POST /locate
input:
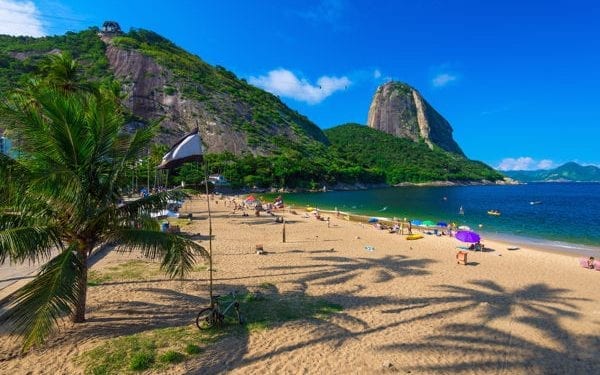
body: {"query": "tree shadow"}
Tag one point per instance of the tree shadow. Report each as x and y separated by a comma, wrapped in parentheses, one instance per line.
(494, 302)
(338, 269)
(479, 347)
(474, 348)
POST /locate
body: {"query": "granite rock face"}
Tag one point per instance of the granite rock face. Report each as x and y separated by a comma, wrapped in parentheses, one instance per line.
(233, 117)
(400, 110)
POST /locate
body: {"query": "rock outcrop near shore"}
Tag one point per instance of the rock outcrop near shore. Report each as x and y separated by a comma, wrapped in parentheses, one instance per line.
(400, 110)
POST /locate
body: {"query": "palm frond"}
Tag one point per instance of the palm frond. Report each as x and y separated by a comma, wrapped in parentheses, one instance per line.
(152, 202)
(33, 243)
(36, 308)
(178, 253)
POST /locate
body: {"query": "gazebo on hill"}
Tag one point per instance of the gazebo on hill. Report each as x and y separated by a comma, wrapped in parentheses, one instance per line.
(111, 27)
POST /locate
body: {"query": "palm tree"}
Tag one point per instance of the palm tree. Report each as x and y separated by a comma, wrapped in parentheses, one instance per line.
(62, 194)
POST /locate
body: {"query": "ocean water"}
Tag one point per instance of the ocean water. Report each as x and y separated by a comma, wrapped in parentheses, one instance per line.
(568, 216)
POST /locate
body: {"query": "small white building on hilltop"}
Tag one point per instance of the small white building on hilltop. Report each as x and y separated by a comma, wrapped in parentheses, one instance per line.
(218, 179)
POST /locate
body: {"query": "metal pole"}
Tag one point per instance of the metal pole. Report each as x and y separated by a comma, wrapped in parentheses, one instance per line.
(209, 230)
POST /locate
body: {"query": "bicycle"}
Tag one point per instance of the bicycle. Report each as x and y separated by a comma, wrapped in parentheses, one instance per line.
(213, 316)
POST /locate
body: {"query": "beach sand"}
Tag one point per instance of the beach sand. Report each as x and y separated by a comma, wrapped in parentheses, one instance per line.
(407, 305)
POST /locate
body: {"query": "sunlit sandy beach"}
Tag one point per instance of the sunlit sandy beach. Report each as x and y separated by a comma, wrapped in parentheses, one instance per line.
(407, 306)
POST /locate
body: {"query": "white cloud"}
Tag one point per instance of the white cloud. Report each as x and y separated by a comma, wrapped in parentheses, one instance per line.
(285, 83)
(545, 164)
(20, 18)
(524, 163)
(443, 79)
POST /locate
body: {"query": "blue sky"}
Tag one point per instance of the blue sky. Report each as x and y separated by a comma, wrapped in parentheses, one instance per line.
(518, 80)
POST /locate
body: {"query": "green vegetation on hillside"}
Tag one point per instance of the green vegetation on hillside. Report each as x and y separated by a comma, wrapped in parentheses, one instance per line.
(21, 56)
(249, 109)
(296, 153)
(401, 160)
(567, 172)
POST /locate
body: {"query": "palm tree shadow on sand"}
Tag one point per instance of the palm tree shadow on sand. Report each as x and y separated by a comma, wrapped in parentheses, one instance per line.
(481, 347)
(337, 269)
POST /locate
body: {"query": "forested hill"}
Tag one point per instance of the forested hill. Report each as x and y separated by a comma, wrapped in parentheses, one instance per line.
(252, 138)
(566, 172)
(163, 81)
(401, 159)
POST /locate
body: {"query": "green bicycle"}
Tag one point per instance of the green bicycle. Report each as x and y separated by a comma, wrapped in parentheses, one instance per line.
(214, 316)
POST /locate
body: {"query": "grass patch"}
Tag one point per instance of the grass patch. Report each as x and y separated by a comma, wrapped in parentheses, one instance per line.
(96, 278)
(141, 361)
(172, 356)
(154, 349)
(201, 268)
(192, 349)
(267, 285)
(178, 221)
(160, 348)
(130, 270)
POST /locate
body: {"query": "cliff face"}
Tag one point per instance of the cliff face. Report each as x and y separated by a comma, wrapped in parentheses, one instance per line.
(400, 110)
(162, 81)
(151, 93)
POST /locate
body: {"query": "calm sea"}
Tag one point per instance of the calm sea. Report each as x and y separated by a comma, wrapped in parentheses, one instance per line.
(567, 216)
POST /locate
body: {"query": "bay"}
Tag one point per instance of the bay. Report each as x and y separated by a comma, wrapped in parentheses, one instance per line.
(565, 215)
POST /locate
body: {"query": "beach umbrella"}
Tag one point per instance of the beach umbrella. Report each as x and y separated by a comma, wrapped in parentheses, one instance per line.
(467, 236)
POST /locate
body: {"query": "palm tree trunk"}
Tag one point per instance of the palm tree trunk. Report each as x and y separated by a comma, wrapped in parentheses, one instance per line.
(79, 314)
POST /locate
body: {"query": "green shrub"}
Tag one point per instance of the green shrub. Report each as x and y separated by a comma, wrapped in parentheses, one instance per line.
(171, 356)
(142, 360)
(192, 349)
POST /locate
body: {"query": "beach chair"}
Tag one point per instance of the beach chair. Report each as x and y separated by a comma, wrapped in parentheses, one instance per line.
(583, 263)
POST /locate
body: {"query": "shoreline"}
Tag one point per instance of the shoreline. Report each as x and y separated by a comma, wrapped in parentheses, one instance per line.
(502, 240)
(402, 306)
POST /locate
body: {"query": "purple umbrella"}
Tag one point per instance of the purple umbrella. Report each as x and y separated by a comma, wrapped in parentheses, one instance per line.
(467, 236)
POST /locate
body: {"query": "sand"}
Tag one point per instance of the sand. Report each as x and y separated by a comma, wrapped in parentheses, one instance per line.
(407, 305)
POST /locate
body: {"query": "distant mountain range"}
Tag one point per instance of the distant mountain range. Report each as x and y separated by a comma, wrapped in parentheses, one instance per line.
(254, 138)
(567, 172)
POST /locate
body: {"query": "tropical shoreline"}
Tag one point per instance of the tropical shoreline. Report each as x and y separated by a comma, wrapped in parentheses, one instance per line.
(402, 304)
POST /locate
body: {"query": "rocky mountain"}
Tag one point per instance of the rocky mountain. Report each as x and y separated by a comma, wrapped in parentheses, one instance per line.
(401, 159)
(164, 82)
(567, 172)
(400, 110)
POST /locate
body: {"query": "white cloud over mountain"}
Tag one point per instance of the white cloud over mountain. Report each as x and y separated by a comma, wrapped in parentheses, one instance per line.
(524, 163)
(20, 18)
(285, 83)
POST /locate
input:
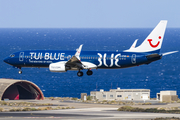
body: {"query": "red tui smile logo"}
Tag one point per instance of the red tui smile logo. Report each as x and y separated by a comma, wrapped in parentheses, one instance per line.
(154, 46)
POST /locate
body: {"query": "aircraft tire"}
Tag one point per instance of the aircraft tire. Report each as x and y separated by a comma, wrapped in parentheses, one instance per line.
(80, 74)
(89, 72)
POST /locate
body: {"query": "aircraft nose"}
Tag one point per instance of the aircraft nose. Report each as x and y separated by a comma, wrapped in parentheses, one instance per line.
(6, 60)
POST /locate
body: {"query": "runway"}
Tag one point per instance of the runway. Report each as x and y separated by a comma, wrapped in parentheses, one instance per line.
(82, 113)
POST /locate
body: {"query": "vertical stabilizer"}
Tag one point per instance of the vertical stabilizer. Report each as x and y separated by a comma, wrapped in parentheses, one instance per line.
(154, 41)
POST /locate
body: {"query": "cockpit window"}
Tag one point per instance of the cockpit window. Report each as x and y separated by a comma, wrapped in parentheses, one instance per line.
(12, 55)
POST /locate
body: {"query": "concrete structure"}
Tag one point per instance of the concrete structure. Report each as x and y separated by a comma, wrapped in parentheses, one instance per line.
(84, 96)
(121, 94)
(167, 96)
(19, 89)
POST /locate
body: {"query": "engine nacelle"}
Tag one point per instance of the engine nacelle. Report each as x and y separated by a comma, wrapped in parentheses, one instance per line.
(57, 67)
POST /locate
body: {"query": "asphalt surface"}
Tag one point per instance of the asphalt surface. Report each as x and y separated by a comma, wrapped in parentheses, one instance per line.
(83, 113)
(86, 111)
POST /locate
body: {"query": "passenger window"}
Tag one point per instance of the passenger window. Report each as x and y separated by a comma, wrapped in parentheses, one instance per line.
(12, 55)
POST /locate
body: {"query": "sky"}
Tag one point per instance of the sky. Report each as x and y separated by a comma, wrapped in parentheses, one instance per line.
(88, 13)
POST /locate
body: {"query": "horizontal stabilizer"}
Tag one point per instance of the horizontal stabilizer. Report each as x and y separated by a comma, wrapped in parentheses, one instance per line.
(153, 55)
(169, 53)
(134, 44)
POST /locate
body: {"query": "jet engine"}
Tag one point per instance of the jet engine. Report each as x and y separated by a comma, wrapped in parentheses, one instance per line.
(57, 67)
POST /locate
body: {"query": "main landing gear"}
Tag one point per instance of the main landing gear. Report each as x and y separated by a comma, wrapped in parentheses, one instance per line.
(80, 74)
(20, 71)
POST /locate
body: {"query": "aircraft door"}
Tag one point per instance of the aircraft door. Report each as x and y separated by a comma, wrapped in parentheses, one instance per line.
(21, 56)
(133, 59)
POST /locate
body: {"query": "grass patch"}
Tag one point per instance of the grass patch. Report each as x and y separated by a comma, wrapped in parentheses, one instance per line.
(152, 110)
(3, 103)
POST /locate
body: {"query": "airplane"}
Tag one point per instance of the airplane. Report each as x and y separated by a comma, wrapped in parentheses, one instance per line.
(63, 60)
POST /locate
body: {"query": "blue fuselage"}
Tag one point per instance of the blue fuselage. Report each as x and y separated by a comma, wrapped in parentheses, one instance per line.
(103, 59)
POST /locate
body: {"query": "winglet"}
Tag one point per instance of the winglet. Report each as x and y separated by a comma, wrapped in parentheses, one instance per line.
(79, 51)
(133, 45)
____________
#### [What you need to do]
Select every line above that contains the string "asphalt". Case counts.

#### [Exercise response]
body: {"query": "asphalt surface"}
Tag one point per instance of the asphalt surface. Report each as x and y separated by a comma, wrapped in parentheses, one instance per line.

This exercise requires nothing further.